# Document text
# Another rotary broach project



## melsdad (Jan 24, 2014)

I am in the process of making my own rotary broaching tool. There have been a few threads recently on the subject and that was my motivation to get this project going. 

All the parts of made of S7 tool steel right out of the scrap bin. Once I am sure all works well and no tuning needs to be done I will heat treat all the parts and they will last forever! The broaches I make will be made of M2 or M4 material. The tool will also accommodate broaches from other sources with a .500" shank. 

First project up will be a pentagon shape with an I.C. of .745". 

Sorry I didn't get any pictures of the parts being machined in the lathe. I know how everyone loves those photos. I will be sure to take some action photos of the milling operations though.

*The body of the tool that houses the bearings and the broach nest.*





*The broach nest*





sent from my hand held hickymajig


----------



## melsdad (Jan 24, 2014)

_*The tail piece that will have the 1° angle milled on the face.*_


_*All the pieces.*_


_*This is basically what it will look like when complete. *_




_*That is a 12mm hex broach in the nest.....

Stay tuned for the milling!
*_


----------



## Calibre (Jan 24, 2014)

I have been wanting to build one of these for years. Will be eagerly awaiting further updates!

Please include dimensions and part numbers.


----------



## markknx (Jan 24, 2014)

melsdad,How are you using this? In the mill or lathe? If in the lathe how are you holding it?Thanks,Mark


----------



## melsdad (Jan 24, 2014)

It will be able to be used in both the mill and lathe. The tail is .750" diameter to fit in the mill, and large drill chuck in the lathe tailstock

sent from my hand held hickymajig


----------



## melsdad (Jan 24, 2014)

Calibre I will post drawings and part numbers for the bearings.

sent from my hand held hickymajig


----------



## lotechman (Jan 24, 2014)

Great to see.  I was given several thrust bearing assemblies from a bottling line thirty years ago.   I now have a use for them:')


----------



## melsdad (Jan 27, 2014)

I just got a 10" bison 3 jaw chuck for my troyke 15" rotary table off of ebay. Once i get that delivered and set-up I will continue on this project. I am still on the look out for a tail stock for the table just to have for future projects.


----------



## Kevinb71 (Jan 27, 2014)

# Aim A
Rewrite the rotary broach thread starting at "## melsdad (Jan 27, 2014)" and ending at "Kevinb71 (Jan 27, 2014)", putting "indexing head" in place of "rotary table".
# Aim B
Extend the rotary broach thread from the point where it stops.
The lines that come next are separate material from the rotary broach thread.

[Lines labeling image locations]
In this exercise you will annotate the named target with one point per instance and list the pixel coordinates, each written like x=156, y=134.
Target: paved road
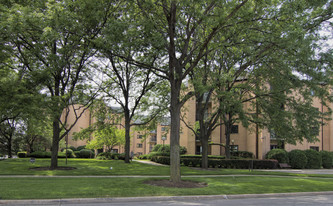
x=256, y=200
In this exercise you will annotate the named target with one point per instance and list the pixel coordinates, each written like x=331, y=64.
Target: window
x=314, y=131
x=234, y=129
x=233, y=148
x=139, y=145
x=314, y=148
x=139, y=137
x=114, y=151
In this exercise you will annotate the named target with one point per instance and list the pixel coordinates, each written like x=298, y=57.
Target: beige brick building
x=242, y=139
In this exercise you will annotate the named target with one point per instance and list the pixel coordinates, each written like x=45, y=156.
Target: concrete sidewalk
x=154, y=198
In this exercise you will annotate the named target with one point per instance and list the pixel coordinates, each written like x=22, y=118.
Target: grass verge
x=87, y=167
x=82, y=187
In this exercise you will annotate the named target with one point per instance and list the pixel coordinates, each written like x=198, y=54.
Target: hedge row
x=84, y=153
x=300, y=159
x=110, y=156
x=222, y=163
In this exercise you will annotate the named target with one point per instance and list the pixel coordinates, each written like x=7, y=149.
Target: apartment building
x=259, y=142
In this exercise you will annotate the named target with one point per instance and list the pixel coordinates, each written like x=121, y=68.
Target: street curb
x=155, y=198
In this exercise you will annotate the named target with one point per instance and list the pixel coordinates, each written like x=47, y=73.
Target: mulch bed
x=48, y=168
x=182, y=184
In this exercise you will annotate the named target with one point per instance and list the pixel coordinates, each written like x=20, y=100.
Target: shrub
x=162, y=160
x=69, y=153
x=242, y=154
x=22, y=154
x=280, y=155
x=297, y=159
x=40, y=154
x=183, y=150
x=144, y=157
x=120, y=156
x=62, y=155
x=313, y=159
x=327, y=159
x=72, y=148
x=105, y=155
x=166, y=149
x=157, y=147
x=77, y=154
x=79, y=148
x=192, y=162
x=86, y=153
x=235, y=164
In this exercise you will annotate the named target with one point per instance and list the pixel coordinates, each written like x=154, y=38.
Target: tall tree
x=53, y=41
x=185, y=32
x=126, y=83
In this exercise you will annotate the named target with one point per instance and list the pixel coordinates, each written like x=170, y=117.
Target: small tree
x=108, y=137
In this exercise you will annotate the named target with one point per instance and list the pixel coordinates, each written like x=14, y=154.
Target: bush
x=192, y=162
x=62, y=155
x=242, y=154
x=69, y=153
x=79, y=148
x=72, y=148
x=144, y=157
x=313, y=159
x=326, y=159
x=166, y=149
x=105, y=155
x=77, y=154
x=162, y=160
x=86, y=153
x=183, y=150
x=21, y=154
x=280, y=155
x=120, y=156
x=157, y=147
x=40, y=154
x=297, y=159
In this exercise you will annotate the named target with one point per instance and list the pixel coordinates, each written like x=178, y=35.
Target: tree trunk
x=174, y=135
x=127, y=137
x=227, y=140
x=55, y=144
x=9, y=148
x=204, y=145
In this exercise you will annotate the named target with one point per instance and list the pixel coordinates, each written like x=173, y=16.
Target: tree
x=53, y=40
x=187, y=31
x=104, y=132
x=182, y=32
x=108, y=137
x=125, y=83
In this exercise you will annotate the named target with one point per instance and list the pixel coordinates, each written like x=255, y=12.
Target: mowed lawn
x=52, y=184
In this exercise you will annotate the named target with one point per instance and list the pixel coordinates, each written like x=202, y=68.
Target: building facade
x=259, y=142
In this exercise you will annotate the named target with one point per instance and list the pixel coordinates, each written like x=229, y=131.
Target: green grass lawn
x=102, y=167
x=82, y=187
x=50, y=188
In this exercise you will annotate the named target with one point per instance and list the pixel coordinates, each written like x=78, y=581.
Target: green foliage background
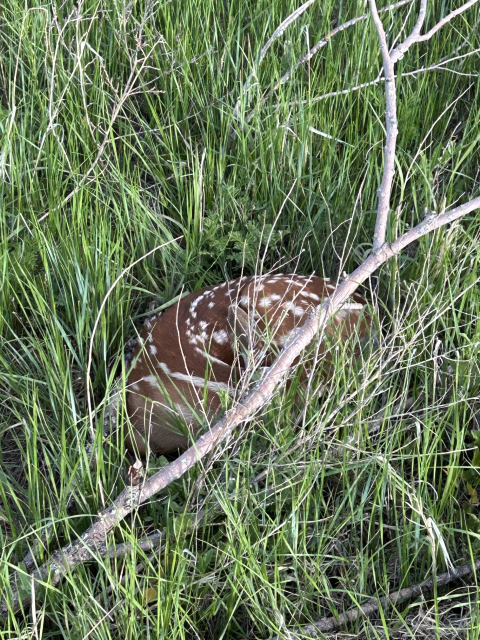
x=117, y=134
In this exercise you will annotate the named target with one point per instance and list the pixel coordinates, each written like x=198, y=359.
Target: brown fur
x=194, y=341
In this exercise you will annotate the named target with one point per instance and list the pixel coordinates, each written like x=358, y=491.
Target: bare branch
x=445, y=20
x=385, y=190
x=320, y=44
x=400, y=51
x=439, y=66
x=374, y=604
x=86, y=547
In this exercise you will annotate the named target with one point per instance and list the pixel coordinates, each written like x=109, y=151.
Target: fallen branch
x=86, y=546
x=373, y=605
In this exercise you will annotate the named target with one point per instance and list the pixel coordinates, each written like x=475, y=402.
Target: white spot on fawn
x=220, y=337
x=211, y=358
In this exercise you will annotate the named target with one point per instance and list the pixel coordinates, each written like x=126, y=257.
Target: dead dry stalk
x=89, y=545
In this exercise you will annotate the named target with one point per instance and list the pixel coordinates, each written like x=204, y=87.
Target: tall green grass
x=117, y=134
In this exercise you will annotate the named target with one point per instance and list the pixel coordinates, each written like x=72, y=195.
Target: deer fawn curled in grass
x=187, y=356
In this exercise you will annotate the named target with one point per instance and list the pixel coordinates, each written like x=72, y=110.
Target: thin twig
x=87, y=545
x=84, y=548
x=309, y=55
x=371, y=83
x=385, y=189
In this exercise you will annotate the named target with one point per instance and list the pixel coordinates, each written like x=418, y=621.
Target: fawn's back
x=200, y=346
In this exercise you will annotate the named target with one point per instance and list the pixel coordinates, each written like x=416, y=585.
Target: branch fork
x=94, y=539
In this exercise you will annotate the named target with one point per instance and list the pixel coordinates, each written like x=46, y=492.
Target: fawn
x=187, y=356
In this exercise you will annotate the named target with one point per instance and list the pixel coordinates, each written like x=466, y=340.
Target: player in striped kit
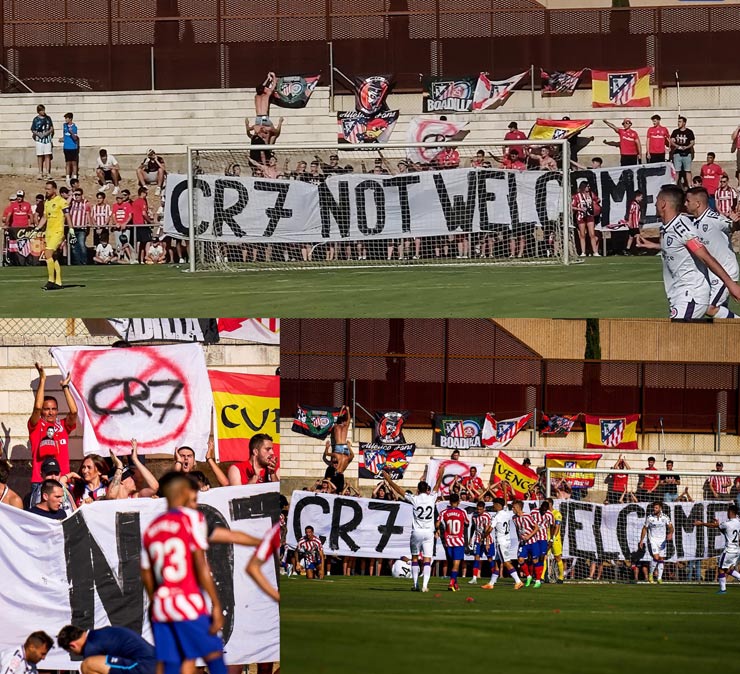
x=714, y=231
x=311, y=551
x=175, y=573
x=659, y=531
x=502, y=517
x=730, y=557
x=452, y=524
x=544, y=520
x=482, y=539
x=526, y=528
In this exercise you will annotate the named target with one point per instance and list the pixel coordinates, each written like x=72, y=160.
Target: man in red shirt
x=658, y=140
x=48, y=435
x=710, y=175
x=630, y=150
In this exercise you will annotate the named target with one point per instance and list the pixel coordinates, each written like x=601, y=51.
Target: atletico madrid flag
x=611, y=432
x=244, y=405
x=628, y=88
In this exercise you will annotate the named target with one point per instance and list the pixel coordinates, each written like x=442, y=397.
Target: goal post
x=604, y=511
x=339, y=205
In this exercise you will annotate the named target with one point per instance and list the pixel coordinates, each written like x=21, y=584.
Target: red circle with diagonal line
x=146, y=364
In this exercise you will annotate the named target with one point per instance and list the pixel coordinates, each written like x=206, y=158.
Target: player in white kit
x=728, y=560
x=422, y=528
x=686, y=262
x=714, y=231
x=505, y=553
x=659, y=531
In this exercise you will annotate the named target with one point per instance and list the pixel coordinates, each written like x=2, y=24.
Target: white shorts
x=504, y=551
x=43, y=149
x=728, y=559
x=422, y=542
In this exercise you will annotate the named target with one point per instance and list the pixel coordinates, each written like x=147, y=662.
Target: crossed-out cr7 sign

# Expected output A
## melsdad (Jan 27, 2014)

I just got a 10" bison 3 jaw chuck for my troyke 15" indexing head off of ebay. Once i get that delivered and set-up I will continue on this project. I am still on the look out for a tail stock for the table just to have for future projects.


----------



## Kevinb71 (Jan 27, 2014)

# Expected output B
Nice Looking work Brian! Looking forward to The diagrams. What registers the tailpiece with the broach holder bearing housing?


----------



## melsdad (Jan 27, 2014)

The only real duty of the tail piece is retain the broach nest in the body. There is only .005 linear movement of the nest between the thrust washer and the retaining washer of the nest. The two roller bearings hold the nest concentric within the body. 

Hopefully this assembly drawing will clear things up. Wish I could print in color

View attachment Rotary Broach Assembly.pdf


----------



## melsdad (Jan 27, 2014)

McMaster Carr bearing part numbers.

Roller bearings:   2342K188    2 required

Thrust bearings:  5909K12     1 required

Thrust bearing washers:  5909K84     2 required


----------



## markknx (Jan 27, 2014)

I'm starting to get how it goes together the thrust bearing goes in then the two roller bearing sit on the lip, next adding the broach nest, and secure all that in with retaining screw and washer. did I get that part right?What I am not getting is how the main body attaches to the tail end. Is that what the holes in the Drawing are for? The gap is just to illistrate the slight slope of the tail ends face?ThanksMark


----------



## melsdad (Jan 28, 2014)

I just realized there are 2 pdf files posted in the link above. Use the one that is just text and not in the window. I have parts of the assembly called out there.

If someone can help me delete the 123 k.b. file that would be great!


----------



## Calibre (Jan 28, 2014)

Melsdad,
I do ever so much appreciate you giving out the prints to your project. It helps us guys that don't have a lot of time for R&D!

Thanks!


----------



## melsdad (Jan 28, 2014)

markknx said:


> I'm starting to get how it goes together the thrust bearing goes in then the two roller bearing sit on the lip, next adding the broach nest, and secure all that in with retaining screw and washer. did I get that part right?What I am not getting is how the main body attaches to the tail end. Is that what the holes in the Drawing are for? The gap is just to illistrate the slight slope of the tail ends face?ThanksMark



Sorry for the late response Mark, don't know how I missed it.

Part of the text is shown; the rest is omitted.